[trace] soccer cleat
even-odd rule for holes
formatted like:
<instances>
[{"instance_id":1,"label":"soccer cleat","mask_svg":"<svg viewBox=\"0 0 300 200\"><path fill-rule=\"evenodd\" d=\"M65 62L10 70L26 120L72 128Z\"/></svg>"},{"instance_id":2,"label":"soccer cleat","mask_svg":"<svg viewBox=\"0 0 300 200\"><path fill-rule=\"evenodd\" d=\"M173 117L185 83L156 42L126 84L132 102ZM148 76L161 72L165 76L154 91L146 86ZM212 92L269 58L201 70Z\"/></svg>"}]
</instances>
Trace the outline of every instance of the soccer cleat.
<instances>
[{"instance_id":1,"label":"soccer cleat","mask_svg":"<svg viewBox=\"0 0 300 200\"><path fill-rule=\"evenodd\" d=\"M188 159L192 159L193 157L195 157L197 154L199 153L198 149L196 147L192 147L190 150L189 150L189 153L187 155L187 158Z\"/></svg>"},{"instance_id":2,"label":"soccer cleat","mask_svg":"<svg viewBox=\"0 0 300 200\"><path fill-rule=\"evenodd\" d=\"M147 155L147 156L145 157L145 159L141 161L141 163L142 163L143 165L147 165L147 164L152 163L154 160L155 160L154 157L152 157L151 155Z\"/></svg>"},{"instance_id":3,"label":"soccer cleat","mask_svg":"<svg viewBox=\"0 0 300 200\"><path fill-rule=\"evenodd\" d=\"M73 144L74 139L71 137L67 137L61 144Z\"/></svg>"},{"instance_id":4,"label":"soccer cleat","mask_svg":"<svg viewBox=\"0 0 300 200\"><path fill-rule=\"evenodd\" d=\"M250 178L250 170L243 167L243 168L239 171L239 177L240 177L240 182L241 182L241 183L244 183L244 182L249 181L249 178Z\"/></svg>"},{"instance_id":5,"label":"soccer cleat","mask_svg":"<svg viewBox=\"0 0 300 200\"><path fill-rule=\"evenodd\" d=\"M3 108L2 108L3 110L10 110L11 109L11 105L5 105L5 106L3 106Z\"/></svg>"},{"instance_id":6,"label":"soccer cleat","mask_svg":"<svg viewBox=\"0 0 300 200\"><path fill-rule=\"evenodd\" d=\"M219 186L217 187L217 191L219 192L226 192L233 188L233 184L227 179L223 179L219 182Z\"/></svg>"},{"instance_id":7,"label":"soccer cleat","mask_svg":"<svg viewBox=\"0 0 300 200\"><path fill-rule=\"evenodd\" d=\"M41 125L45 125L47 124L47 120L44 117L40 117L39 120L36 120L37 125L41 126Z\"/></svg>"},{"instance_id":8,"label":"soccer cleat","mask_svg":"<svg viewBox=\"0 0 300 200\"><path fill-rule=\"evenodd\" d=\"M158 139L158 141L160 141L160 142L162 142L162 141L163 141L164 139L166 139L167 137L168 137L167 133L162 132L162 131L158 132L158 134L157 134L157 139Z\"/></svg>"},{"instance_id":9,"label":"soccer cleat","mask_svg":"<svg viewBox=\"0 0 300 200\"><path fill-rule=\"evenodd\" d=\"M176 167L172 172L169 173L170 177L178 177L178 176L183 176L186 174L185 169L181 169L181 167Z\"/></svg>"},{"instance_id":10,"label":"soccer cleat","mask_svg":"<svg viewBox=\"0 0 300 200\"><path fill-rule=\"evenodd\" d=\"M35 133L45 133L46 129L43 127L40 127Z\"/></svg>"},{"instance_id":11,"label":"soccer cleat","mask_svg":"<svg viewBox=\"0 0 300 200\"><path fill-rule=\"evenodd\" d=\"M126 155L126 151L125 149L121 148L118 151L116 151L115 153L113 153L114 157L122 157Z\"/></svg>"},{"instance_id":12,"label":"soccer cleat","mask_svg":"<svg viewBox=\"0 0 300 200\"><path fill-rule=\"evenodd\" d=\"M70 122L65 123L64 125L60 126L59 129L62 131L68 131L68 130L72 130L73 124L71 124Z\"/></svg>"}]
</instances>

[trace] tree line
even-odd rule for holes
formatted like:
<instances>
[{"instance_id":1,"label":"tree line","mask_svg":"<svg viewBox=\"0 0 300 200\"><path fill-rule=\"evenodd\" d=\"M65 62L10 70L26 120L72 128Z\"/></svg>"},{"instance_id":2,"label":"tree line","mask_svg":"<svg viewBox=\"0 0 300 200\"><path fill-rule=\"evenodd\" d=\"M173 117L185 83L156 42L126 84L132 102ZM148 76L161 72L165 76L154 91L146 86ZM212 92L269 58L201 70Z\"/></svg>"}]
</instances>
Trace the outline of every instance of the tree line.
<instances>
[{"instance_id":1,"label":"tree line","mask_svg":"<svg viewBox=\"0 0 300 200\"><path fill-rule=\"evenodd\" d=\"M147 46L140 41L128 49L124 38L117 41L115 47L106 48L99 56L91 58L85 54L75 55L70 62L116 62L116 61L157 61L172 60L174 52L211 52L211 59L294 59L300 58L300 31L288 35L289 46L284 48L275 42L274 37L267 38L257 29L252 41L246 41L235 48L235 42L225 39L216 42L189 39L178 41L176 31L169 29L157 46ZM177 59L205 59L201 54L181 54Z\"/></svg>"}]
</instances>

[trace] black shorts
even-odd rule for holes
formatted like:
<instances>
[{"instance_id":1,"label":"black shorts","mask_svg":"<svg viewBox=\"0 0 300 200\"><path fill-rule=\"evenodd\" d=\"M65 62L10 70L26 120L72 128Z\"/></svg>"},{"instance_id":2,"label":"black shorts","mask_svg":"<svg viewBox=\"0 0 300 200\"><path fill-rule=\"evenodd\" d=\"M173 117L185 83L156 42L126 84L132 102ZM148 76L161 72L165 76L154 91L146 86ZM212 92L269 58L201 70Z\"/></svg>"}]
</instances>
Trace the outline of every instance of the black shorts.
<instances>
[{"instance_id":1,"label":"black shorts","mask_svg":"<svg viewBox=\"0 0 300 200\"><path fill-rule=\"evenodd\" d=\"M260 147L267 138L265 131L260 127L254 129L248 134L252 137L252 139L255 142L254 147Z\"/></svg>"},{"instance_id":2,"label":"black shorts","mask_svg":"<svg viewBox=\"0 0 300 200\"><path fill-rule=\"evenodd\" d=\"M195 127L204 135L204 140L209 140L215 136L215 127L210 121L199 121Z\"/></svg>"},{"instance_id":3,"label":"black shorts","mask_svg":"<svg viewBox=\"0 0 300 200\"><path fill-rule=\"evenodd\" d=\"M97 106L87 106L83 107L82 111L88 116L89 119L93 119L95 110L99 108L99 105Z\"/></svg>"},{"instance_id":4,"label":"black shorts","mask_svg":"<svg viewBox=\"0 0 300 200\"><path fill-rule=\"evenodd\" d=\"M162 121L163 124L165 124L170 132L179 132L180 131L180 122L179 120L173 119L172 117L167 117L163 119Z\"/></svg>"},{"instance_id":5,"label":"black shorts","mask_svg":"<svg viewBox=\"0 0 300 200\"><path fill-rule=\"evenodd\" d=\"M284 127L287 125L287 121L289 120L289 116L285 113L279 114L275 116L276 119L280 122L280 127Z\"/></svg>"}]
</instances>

○ ○ ○

## THE REQUEST:
Show each line of the listing above that contains the word "outline". Case counts.

## THE RESPONSE:
Trace the outline of every instance of the soccer cleat.
Trace the outline of every instance of the tree line.
Trace the outline of every instance of the black shorts.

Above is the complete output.